● **Assignment**: Starting with the line that contains "Guideline: one keypoint per instance of the overall", copy out each line through the end of the entries below, exactly as written, and nothing else.

● **The data**:

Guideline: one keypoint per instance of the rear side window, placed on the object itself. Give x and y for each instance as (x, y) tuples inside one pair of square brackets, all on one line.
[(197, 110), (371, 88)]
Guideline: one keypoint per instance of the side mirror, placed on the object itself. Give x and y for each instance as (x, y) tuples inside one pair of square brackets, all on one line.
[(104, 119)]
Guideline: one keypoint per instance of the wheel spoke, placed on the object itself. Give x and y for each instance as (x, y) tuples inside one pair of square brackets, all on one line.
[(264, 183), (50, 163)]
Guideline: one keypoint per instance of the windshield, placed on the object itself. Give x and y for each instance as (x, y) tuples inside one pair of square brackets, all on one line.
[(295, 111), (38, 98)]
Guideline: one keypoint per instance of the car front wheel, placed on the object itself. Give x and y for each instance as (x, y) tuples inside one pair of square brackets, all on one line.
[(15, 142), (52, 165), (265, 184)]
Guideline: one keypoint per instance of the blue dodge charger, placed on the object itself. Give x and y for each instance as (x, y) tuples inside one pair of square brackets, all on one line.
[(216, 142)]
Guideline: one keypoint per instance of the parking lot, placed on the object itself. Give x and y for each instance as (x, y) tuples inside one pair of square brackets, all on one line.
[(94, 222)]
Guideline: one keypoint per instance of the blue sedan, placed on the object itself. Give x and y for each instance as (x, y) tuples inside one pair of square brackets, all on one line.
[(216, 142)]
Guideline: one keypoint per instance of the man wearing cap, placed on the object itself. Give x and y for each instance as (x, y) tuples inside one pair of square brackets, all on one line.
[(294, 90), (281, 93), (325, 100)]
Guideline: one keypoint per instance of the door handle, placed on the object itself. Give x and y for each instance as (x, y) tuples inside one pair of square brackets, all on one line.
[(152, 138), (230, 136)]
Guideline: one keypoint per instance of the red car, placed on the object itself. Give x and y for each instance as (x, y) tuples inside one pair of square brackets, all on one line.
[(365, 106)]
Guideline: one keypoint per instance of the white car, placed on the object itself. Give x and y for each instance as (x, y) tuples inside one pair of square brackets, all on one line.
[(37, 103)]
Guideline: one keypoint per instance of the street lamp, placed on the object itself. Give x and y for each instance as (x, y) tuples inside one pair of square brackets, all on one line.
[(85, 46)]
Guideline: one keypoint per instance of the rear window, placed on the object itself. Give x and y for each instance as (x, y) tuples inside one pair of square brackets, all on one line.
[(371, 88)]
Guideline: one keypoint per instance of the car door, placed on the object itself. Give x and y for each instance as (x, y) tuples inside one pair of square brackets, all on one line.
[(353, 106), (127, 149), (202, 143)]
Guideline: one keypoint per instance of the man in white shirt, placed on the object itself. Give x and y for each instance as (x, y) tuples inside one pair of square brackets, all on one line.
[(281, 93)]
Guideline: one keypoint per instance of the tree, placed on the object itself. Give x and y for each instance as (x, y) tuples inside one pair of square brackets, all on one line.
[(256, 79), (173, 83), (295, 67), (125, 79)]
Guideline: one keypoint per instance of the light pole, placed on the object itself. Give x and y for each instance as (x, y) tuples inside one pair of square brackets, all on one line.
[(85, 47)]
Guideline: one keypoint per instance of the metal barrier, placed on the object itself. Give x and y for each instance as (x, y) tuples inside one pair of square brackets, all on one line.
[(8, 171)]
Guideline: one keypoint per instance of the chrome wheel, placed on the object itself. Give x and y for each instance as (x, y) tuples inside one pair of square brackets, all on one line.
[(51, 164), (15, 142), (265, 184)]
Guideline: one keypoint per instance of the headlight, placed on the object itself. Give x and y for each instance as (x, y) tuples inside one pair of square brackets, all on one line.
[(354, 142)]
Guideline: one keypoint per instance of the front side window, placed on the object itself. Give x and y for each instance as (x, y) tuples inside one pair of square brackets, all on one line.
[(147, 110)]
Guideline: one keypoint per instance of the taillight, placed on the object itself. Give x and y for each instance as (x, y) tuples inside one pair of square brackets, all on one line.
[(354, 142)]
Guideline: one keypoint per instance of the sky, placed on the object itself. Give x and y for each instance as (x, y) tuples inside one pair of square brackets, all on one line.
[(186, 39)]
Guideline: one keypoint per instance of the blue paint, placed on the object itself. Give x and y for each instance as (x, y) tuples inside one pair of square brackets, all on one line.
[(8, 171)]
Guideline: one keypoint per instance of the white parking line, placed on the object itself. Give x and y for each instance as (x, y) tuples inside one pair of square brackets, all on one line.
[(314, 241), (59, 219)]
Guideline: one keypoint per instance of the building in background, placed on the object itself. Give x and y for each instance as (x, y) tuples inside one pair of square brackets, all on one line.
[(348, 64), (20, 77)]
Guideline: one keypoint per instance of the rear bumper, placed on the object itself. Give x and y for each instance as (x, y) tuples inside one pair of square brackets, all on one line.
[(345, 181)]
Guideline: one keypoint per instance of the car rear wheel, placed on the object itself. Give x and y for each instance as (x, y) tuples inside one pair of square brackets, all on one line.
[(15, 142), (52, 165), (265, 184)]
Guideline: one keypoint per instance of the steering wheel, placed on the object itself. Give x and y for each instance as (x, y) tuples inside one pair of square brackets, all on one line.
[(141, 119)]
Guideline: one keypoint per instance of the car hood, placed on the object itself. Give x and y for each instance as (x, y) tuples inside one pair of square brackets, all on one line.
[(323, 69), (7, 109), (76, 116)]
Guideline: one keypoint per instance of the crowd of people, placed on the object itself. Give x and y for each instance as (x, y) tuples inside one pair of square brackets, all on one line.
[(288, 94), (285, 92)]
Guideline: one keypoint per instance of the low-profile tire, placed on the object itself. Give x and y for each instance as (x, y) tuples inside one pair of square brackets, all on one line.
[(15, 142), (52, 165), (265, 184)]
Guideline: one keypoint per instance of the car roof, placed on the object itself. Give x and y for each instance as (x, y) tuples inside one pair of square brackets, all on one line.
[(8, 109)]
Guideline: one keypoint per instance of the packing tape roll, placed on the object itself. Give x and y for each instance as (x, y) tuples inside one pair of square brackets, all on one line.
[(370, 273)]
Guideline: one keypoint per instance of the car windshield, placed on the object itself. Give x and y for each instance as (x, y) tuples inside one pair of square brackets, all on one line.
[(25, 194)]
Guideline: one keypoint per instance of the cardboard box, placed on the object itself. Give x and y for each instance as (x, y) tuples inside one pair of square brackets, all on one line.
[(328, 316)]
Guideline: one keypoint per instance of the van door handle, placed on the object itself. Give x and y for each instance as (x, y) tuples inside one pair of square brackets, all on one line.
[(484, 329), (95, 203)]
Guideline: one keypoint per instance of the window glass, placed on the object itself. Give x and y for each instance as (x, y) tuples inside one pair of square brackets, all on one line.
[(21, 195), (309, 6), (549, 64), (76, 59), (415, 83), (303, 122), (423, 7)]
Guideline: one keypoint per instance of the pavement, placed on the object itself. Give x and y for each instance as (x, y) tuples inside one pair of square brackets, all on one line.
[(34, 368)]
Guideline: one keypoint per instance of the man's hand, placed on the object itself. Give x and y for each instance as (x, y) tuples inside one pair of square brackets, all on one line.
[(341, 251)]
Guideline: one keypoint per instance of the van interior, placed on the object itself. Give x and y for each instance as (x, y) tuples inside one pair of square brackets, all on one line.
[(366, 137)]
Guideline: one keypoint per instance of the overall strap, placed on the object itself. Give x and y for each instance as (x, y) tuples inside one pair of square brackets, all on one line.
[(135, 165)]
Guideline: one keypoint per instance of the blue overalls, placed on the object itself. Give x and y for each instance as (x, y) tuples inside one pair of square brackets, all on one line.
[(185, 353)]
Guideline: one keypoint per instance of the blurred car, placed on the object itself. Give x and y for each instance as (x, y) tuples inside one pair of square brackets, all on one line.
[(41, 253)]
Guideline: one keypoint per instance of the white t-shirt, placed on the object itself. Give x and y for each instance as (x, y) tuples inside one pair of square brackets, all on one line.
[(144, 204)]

● **Result of this task**:
Guideline: one keypoint per instance of the overall strap, placed on the object itself. Give x and y for each instance as (x, y) tuples inside one pair of square brackets, all on one line.
[(135, 165)]
Guideline: one keypoint per instance of the blue overalls, placed on the object itself. Give x and y for each instance as (x, y) tuples inside one pair of square brackets, all on one line.
[(185, 353)]
Guideline: one keypoint per instance of the blurred car, placed on the object itself. Give x and y for each instance as (x, y) tuples inside one pair of square brackets, all on one line.
[(41, 253)]
Guideline: one keypoint per instance of the white t-shirt, placed on the object itself. Give x and y for each instance as (x, y) tuples inside one pair of square brackets, all on one line.
[(144, 204)]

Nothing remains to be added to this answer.